Aim of the exercise =
In the Calpol story below, why does the narrator stay largely silent after realizing that No. 3 was given sloe gin instead of Calpol?
(Selected passage begins)
Lovely Barbara, my domestic assistant, arrived for the morning and being so amazingly helpful, unpacked my rucksack and sorted everything out. The Calpol bottle was restored to the medicine cabinet, and forgotten.
Some months later, I was in London for the weekend, at a study day for the degree I am trying to do whilst juggling everything else. I had also met up with some university friends and we were having a great time, apart from the constant calls from my darling husband; who being a big tough soldier, has never really played much of a part in the day-to-day running of the children’s lives.
The ‘phone rang again. What drama now? Well, apparently this time, No. 3 was ill. I was a little sceptical, as No. 3 can sometimes magic up a sore waist (which is apparently totally different to a sore tummy) when mummy is going somewhere he doesn’t want her to go. I advised my normal practice would be to shove the electronic ear thermometer in, and try and persuade No. 3 that there was nothing actually wrong with him, unless the thermometer told me otherwise, in which case to give him a dose of Calpol.
The phone rang 10 minutes later. There was indeed a problem. No temperature, but apparently the Calpol was off, as it had made No. 3 immediately vomit. Lots of ranting ensued about the quality of Calpol and how ridiculous this was.
The cogs started to whir in my brain. I had never heard of Calpol going off before….. and suddenly the penny dropped. He had given No. 3 a spoonful of sloe gin rather than a spoonful of Calpol…. aaaaaaagh! I remained largely silent, not wanting to exacerbate the situation by suddenly confessing it was all my fault. I made the odd sympathetic muttering, and suggested the Calpol should be disposed of, so that it didn’t get mixed up with the good medicines.
So my confession is now out there. I will beg forgiveness from No. 3, when he is a little older, and he will hopefully see the funny side. However, I will not beg forgiveness from darling husband, as really, by child number No. 3, he really has no excuse for not knowing what Calpol smells like!!
(Selected passage ends)
(Source information begins)
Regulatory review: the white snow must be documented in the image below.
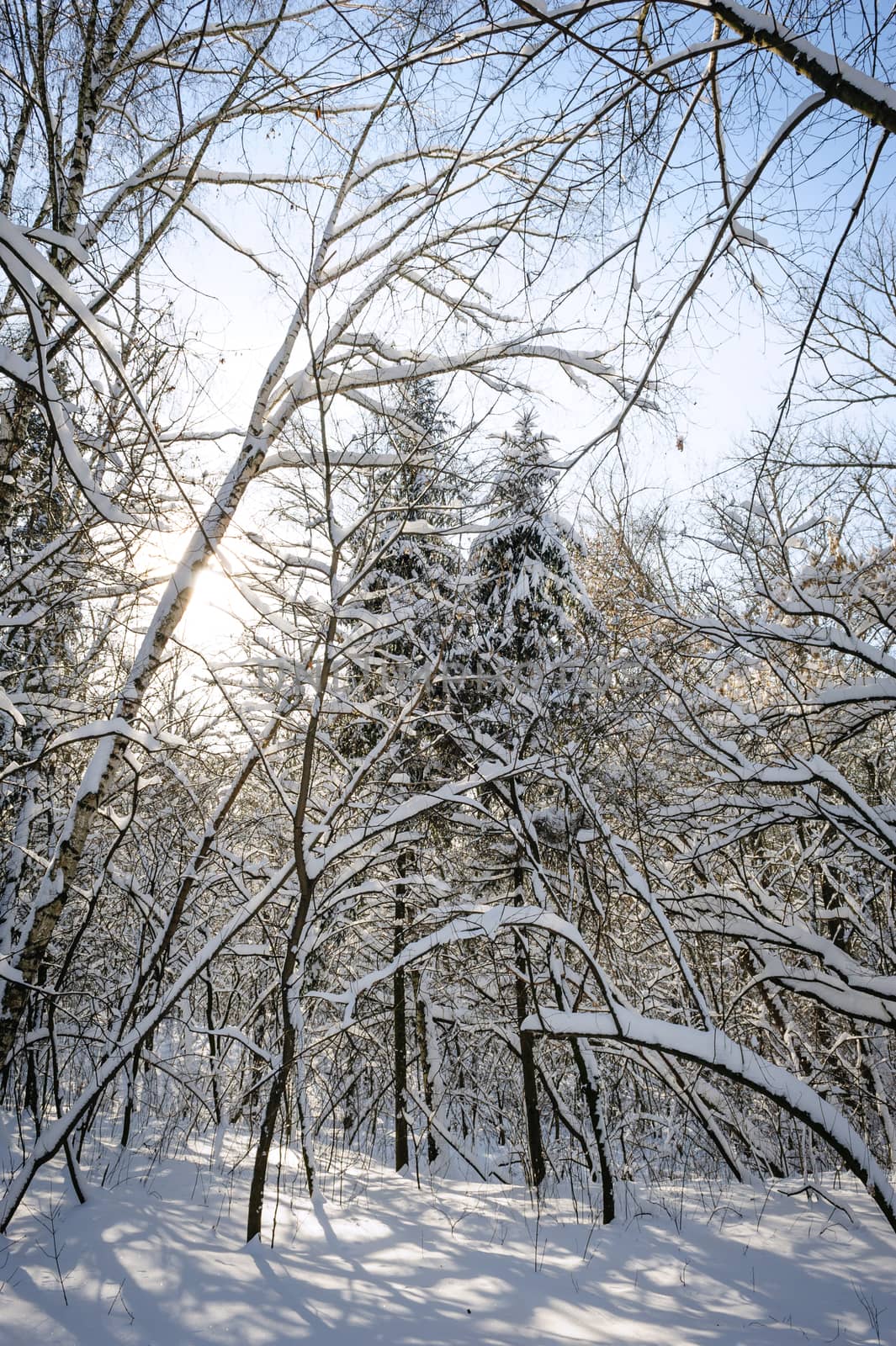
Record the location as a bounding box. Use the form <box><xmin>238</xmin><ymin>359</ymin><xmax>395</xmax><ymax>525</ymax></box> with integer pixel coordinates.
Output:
<box><xmin>0</xmin><ymin>1137</ymin><xmax>896</xmax><ymax>1346</ymax></box>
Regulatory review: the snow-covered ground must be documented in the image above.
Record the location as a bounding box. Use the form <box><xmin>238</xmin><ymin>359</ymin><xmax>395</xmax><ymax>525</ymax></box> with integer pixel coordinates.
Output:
<box><xmin>0</xmin><ymin>1131</ymin><xmax>896</xmax><ymax>1346</ymax></box>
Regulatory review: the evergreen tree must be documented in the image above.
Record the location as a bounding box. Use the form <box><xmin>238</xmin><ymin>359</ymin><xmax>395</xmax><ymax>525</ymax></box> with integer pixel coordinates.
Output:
<box><xmin>467</xmin><ymin>412</ymin><xmax>596</xmax><ymax>738</ymax></box>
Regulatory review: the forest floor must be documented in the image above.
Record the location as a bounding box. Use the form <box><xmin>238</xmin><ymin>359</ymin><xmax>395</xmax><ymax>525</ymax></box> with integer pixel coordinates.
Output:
<box><xmin>0</xmin><ymin>1125</ymin><xmax>896</xmax><ymax>1346</ymax></box>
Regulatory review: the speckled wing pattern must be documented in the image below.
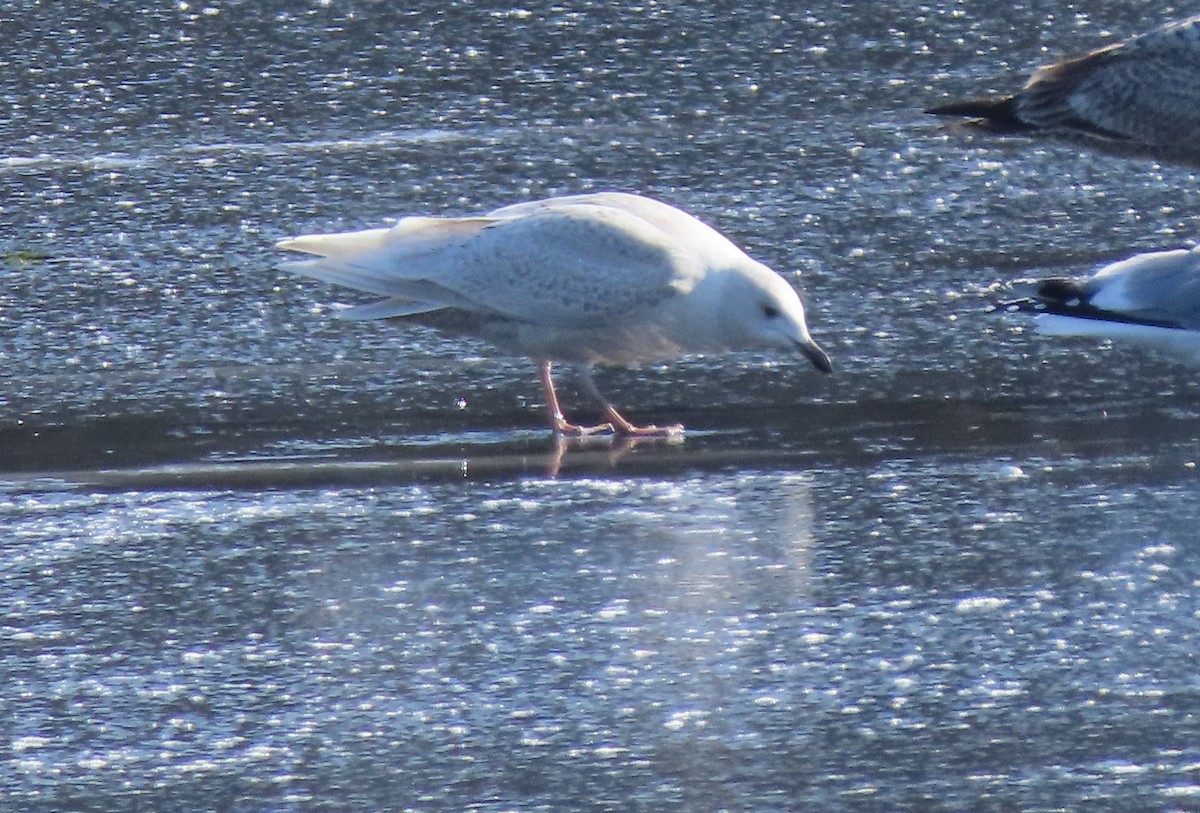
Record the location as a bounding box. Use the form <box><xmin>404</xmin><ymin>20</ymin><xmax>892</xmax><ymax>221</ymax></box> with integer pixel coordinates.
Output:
<box><xmin>402</xmin><ymin>205</ymin><xmax>702</xmax><ymax>327</ymax></box>
<box><xmin>280</xmin><ymin>203</ymin><xmax>704</xmax><ymax>329</ymax></box>
<box><xmin>1018</xmin><ymin>17</ymin><xmax>1200</xmax><ymax>143</ymax></box>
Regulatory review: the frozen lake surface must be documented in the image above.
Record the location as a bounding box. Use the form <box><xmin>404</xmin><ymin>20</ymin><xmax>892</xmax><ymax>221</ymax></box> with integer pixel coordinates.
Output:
<box><xmin>0</xmin><ymin>0</ymin><xmax>1200</xmax><ymax>813</ymax></box>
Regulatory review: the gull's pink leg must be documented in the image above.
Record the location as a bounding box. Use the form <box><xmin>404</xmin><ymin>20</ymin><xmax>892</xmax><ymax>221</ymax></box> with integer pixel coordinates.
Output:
<box><xmin>580</xmin><ymin>367</ymin><xmax>683</xmax><ymax>438</ymax></box>
<box><xmin>534</xmin><ymin>359</ymin><xmax>628</xmax><ymax>435</ymax></box>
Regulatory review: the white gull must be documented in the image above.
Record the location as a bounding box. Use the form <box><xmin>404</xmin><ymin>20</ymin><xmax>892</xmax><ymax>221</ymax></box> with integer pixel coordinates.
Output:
<box><xmin>277</xmin><ymin>192</ymin><xmax>832</xmax><ymax>435</ymax></box>
<box><xmin>1006</xmin><ymin>247</ymin><xmax>1200</xmax><ymax>360</ymax></box>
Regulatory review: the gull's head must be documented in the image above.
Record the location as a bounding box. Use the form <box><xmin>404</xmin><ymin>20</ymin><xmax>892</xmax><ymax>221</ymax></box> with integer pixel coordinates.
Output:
<box><xmin>719</xmin><ymin>263</ymin><xmax>833</xmax><ymax>373</ymax></box>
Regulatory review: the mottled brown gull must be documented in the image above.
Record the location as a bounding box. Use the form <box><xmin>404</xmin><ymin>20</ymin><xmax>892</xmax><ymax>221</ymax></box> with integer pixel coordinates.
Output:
<box><xmin>926</xmin><ymin>16</ymin><xmax>1200</xmax><ymax>163</ymax></box>
<box><xmin>278</xmin><ymin>192</ymin><xmax>832</xmax><ymax>435</ymax></box>
<box><xmin>1007</xmin><ymin>248</ymin><xmax>1200</xmax><ymax>361</ymax></box>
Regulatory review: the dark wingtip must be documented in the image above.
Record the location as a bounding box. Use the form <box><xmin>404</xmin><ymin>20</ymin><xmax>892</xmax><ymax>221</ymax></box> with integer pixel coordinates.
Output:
<box><xmin>925</xmin><ymin>96</ymin><xmax>1032</xmax><ymax>132</ymax></box>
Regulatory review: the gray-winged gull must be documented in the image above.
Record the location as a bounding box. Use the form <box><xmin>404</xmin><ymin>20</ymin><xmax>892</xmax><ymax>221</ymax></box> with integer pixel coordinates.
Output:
<box><xmin>277</xmin><ymin>192</ymin><xmax>832</xmax><ymax>435</ymax></box>
<box><xmin>926</xmin><ymin>16</ymin><xmax>1200</xmax><ymax>163</ymax></box>
<box><xmin>1006</xmin><ymin>248</ymin><xmax>1200</xmax><ymax>360</ymax></box>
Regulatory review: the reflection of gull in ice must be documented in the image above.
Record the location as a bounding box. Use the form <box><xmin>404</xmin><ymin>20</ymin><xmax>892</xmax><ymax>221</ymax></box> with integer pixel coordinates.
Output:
<box><xmin>926</xmin><ymin>17</ymin><xmax>1200</xmax><ymax>162</ymax></box>
<box><xmin>278</xmin><ymin>193</ymin><xmax>830</xmax><ymax>435</ymax></box>
<box><xmin>1007</xmin><ymin>248</ymin><xmax>1200</xmax><ymax>354</ymax></box>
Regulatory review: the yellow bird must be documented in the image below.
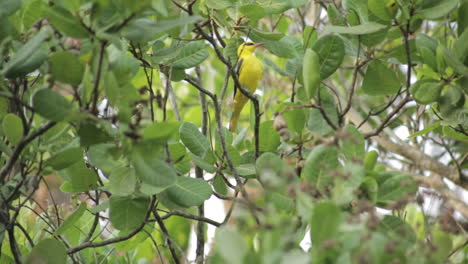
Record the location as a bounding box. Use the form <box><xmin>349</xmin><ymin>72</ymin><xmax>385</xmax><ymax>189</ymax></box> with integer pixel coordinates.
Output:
<box><xmin>229</xmin><ymin>42</ymin><xmax>265</xmax><ymax>131</ymax></box>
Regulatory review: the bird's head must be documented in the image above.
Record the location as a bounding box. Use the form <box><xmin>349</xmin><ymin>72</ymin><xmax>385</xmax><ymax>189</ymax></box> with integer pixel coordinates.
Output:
<box><xmin>237</xmin><ymin>42</ymin><xmax>265</xmax><ymax>56</ymax></box>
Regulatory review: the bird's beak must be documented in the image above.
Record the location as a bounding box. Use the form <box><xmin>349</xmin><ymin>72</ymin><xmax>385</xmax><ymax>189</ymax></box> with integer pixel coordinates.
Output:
<box><xmin>254</xmin><ymin>42</ymin><xmax>266</xmax><ymax>48</ymax></box>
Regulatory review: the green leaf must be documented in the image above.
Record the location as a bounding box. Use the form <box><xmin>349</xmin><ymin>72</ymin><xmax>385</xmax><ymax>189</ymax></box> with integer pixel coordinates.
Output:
<box><xmin>109</xmin><ymin>195</ymin><xmax>150</xmax><ymax>230</ymax></box>
<box><xmin>2</xmin><ymin>113</ymin><xmax>24</xmax><ymax>145</ymax></box>
<box><xmin>364</xmin><ymin>150</ymin><xmax>379</xmax><ymax>171</ymax></box>
<box><xmin>0</xmin><ymin>97</ymin><xmax>10</xmax><ymax>121</ymax></box>
<box><xmin>22</xmin><ymin>0</ymin><xmax>47</xmax><ymax>28</ymax></box>
<box><xmin>151</xmin><ymin>41</ymin><xmax>181</xmax><ymax>65</ymax></box>
<box><xmin>324</xmin><ymin>22</ymin><xmax>387</xmax><ymax>35</ymax></box>
<box><xmin>33</xmin><ymin>88</ymin><xmax>72</xmax><ymax>122</ymax></box>
<box><xmin>249</xmin><ymin>35</ymin><xmax>298</xmax><ymax>58</ymax></box>
<box><xmin>287</xmin><ymin>0</ymin><xmax>308</xmax><ymax>8</ymax></box>
<box><xmin>179</xmin><ymin>122</ymin><xmax>211</xmax><ymax>157</ymax></box>
<box><xmin>340</xmin><ymin>124</ymin><xmax>366</xmax><ymax>161</ymax></box>
<box><xmin>26</xmin><ymin>238</ymin><xmax>67</xmax><ymax>264</ymax></box>
<box><xmin>415</xmin><ymin>0</ymin><xmax>459</xmax><ymax>19</ymax></box>
<box><xmin>239</xmin><ymin>4</ymin><xmax>266</xmax><ymax>19</ymax></box>
<box><xmin>360</xmin><ymin>177</ymin><xmax>379</xmax><ymax>203</ymax></box>
<box><xmin>301</xmin><ymin>145</ymin><xmax>339</xmax><ymax>188</ymax></box>
<box><xmin>432</xmin><ymin>229</ymin><xmax>453</xmax><ymax>263</ymax></box>
<box><xmin>410</xmin><ymin>80</ymin><xmax>444</xmax><ymax>104</ymax></box>
<box><xmin>2</xmin><ymin>29</ymin><xmax>51</xmax><ymax>78</ymax></box>
<box><xmin>45</xmin><ymin>6</ymin><xmax>89</xmax><ymax>38</ymax></box>
<box><xmin>312</xmin><ymin>35</ymin><xmax>345</xmax><ymax>80</ymax></box>
<box><xmin>59</xmin><ymin>160</ymin><xmax>98</xmax><ymax>192</ymax></box>
<box><xmin>377</xmin><ymin>174</ymin><xmax>418</xmax><ymax>207</ymax></box>
<box><xmin>457</xmin><ymin>0</ymin><xmax>468</xmax><ymax>36</ymax></box>
<box><xmin>250</xmin><ymin>29</ymin><xmax>285</xmax><ymax>41</ymax></box>
<box><xmin>442</xmin><ymin>47</ymin><xmax>468</xmax><ymax>77</ymax></box>
<box><xmin>266</xmin><ymin>192</ymin><xmax>294</xmax><ymax>212</ymax></box>
<box><xmin>215</xmin><ymin>226</ymin><xmax>249</xmax><ymax>264</ymax></box>
<box><xmin>205</xmin><ymin>0</ymin><xmax>233</xmax><ymax>9</ymax></box>
<box><xmin>408</xmin><ymin>122</ymin><xmax>440</xmax><ymax>138</ymax></box>
<box><xmin>307</xmin><ymin>109</ymin><xmax>337</xmax><ymax>136</ymax></box>
<box><xmin>77</xmin><ymin>121</ymin><xmax>112</xmax><ymax>147</ymax></box>
<box><xmin>172</xmin><ymin>41</ymin><xmax>210</xmax><ymax>69</ymax></box>
<box><xmin>442</xmin><ymin>126</ymin><xmax>468</xmax><ymax>142</ymax></box>
<box><xmin>259</xmin><ymin>120</ymin><xmax>281</xmax><ymax>152</ymax></box>
<box><xmin>50</xmin><ymin>51</ymin><xmax>84</xmax><ymax>86</ymax></box>
<box><xmin>236</xmin><ymin>164</ymin><xmax>256</xmax><ymax>179</ymax></box>
<box><xmin>368</xmin><ymin>0</ymin><xmax>395</xmax><ymax>21</ymax></box>
<box><xmin>55</xmin><ymin>203</ymin><xmax>87</xmax><ymax>236</ymax></box>
<box><xmin>132</xmin><ymin>150</ymin><xmax>177</xmax><ymax>188</ymax></box>
<box><xmin>283</xmin><ymin>104</ymin><xmax>307</xmax><ymax>135</ymax></box>
<box><xmin>362</xmin><ymin>60</ymin><xmax>401</xmax><ymax>95</ymax></box>
<box><xmin>143</xmin><ymin>121</ymin><xmax>181</xmax><ymax>142</ymax></box>
<box><xmin>160</xmin><ymin>177</ymin><xmax>213</xmax><ymax>207</ymax></box>
<box><xmin>255</xmin><ymin>152</ymin><xmax>298</xmax><ymax>190</ymax></box>
<box><xmin>0</xmin><ymin>0</ymin><xmax>22</xmax><ymax>17</ymax></box>
<box><xmin>109</xmin><ymin>167</ymin><xmax>136</xmax><ymax>196</ymax></box>
<box><xmin>122</xmin><ymin>16</ymin><xmax>201</xmax><ymax>43</ymax></box>
<box><xmin>44</xmin><ymin>147</ymin><xmax>83</xmax><ymax>170</ymax></box>
<box><xmin>310</xmin><ymin>202</ymin><xmax>342</xmax><ymax>247</ymax></box>
<box><xmin>88</xmin><ymin>143</ymin><xmax>121</xmax><ymax>174</ymax></box>
<box><xmin>212</xmin><ymin>174</ymin><xmax>228</xmax><ymax>195</ymax></box>
<box><xmin>378</xmin><ymin>215</ymin><xmax>416</xmax><ymax>248</ymax></box>
<box><xmin>189</xmin><ymin>153</ymin><xmax>216</xmax><ymax>173</ymax></box>
<box><xmin>302</xmin><ymin>49</ymin><xmax>320</xmax><ymax>99</ymax></box>
<box><xmin>109</xmin><ymin>52</ymin><xmax>140</xmax><ymax>85</ymax></box>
(Source information ends)
Your response =
The narrator stays largely silent to avoid making the situation worse by suddenly confessing that the whole mix-up was the narrator's own fault.